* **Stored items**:
=-=-=

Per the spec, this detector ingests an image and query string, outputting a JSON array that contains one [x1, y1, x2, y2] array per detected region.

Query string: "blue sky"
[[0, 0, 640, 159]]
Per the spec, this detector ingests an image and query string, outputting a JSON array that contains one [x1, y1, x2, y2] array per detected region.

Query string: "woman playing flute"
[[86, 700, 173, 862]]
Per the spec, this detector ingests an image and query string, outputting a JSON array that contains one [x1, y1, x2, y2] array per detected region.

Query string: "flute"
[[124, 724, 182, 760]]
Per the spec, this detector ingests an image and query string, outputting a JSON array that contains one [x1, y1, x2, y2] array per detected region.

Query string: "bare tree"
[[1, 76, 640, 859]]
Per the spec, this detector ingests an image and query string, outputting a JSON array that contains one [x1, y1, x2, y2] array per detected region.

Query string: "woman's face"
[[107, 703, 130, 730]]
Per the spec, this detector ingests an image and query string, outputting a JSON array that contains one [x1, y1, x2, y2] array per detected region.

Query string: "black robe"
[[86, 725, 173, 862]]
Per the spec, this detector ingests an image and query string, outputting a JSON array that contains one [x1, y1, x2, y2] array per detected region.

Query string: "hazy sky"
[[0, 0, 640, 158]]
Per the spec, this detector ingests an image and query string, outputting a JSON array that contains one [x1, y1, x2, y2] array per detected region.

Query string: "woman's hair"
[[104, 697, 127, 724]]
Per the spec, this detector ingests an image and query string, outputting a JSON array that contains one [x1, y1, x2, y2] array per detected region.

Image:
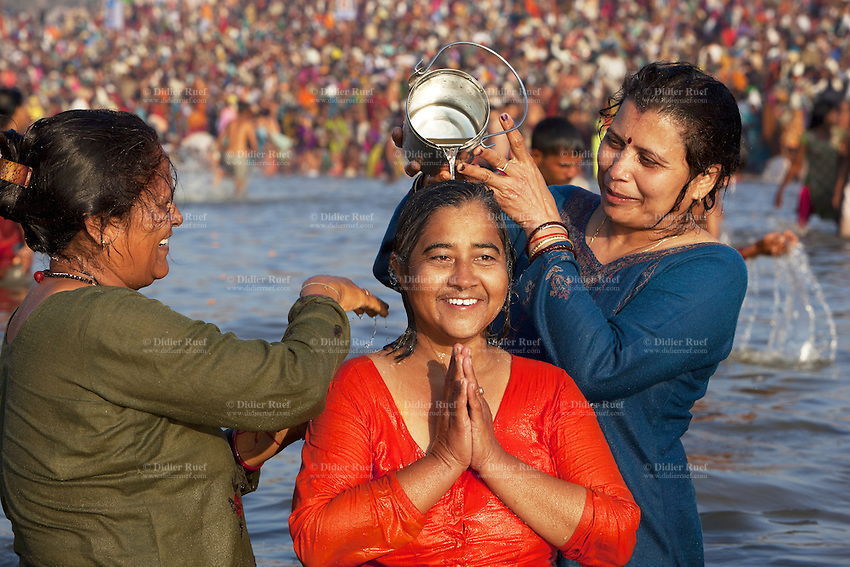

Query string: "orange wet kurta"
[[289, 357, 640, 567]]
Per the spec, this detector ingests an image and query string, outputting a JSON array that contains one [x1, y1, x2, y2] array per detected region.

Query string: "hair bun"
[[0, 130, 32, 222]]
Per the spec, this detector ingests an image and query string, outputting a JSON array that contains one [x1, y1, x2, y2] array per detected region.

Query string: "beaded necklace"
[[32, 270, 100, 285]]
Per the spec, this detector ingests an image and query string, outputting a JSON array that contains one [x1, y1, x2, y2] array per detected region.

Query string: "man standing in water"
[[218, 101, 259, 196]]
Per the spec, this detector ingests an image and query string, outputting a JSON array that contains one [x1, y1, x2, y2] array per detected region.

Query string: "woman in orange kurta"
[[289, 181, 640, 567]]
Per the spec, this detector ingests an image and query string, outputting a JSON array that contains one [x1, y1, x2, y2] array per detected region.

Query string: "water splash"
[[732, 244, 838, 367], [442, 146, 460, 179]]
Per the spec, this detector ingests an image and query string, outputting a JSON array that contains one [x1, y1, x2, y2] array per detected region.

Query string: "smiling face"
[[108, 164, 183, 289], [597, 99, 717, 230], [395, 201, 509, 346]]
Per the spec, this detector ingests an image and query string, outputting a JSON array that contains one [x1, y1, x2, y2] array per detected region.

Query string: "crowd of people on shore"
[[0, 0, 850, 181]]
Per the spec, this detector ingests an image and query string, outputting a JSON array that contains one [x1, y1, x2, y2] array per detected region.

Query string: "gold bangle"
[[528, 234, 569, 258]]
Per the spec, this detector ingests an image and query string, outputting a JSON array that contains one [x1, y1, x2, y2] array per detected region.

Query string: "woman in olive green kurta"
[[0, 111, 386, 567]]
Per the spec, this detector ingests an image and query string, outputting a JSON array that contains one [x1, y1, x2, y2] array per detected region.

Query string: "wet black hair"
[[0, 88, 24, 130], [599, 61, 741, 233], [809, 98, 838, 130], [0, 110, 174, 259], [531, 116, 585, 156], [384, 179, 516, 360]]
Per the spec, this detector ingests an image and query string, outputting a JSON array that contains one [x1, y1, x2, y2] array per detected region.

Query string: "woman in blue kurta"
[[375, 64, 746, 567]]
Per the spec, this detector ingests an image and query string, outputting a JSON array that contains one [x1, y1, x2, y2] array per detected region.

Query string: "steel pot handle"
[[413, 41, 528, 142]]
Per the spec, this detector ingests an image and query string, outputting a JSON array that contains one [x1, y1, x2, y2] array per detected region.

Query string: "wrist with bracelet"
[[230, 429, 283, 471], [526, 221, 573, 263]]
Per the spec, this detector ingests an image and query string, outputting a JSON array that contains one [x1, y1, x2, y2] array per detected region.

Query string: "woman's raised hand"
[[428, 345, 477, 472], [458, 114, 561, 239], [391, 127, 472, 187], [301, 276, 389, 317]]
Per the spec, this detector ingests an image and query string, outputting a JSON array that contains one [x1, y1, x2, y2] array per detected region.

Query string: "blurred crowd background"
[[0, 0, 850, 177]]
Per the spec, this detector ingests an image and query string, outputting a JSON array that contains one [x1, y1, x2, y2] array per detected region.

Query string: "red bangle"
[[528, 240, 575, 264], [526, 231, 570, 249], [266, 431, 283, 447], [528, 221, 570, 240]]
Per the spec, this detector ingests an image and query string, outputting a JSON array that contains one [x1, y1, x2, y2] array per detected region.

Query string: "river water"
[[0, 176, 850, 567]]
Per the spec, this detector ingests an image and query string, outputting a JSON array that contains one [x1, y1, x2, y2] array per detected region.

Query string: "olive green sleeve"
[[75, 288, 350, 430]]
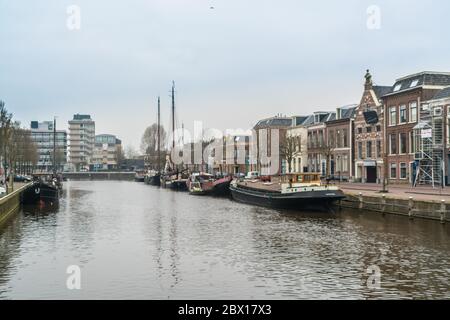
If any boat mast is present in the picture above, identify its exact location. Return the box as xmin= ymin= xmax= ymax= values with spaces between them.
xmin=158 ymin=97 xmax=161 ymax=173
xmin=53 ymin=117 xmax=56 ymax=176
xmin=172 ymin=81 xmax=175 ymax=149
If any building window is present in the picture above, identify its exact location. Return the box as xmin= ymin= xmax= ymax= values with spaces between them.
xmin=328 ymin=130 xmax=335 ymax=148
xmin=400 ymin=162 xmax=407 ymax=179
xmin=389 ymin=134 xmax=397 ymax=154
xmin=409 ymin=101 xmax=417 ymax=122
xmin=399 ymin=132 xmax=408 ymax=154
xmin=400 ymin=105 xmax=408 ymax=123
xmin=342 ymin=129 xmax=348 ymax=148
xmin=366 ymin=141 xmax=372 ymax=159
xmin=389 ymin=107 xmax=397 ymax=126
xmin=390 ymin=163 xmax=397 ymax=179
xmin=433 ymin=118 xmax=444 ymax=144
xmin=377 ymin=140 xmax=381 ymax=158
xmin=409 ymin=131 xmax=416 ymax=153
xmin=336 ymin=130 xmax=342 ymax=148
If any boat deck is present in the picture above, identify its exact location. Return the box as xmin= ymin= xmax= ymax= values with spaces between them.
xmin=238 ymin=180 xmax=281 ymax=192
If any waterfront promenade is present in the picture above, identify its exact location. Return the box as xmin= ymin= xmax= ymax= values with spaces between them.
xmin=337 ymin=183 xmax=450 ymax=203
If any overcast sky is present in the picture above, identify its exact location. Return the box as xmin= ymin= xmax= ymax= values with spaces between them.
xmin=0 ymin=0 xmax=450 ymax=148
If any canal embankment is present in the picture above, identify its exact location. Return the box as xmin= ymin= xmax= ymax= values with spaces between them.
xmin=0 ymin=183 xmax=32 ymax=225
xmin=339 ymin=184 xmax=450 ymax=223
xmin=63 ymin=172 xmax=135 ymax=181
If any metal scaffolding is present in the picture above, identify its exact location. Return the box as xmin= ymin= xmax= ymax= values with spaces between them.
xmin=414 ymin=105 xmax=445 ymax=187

=-=-=

* **EXERCISE BRIEF**:
Rewrite the data from the line with "If any boat mast" up to and including the line with "xmin=172 ymin=81 xmax=175 ymax=149", keeping the request line unchanged. In each answer line, multiply every box coordinate by 1.7 and round to the nearest whole number, with halves rounded up.

* **FULL SOLUTION**:
If any boat mast is present in the picture above, identify its exact location. Return the box as xmin= ymin= xmax= ymax= values with spaces between them.
xmin=269 ymin=165 xmax=274 ymax=294
xmin=90 ymin=199 xmax=95 ymax=299
xmin=292 ymin=138 xmax=298 ymax=253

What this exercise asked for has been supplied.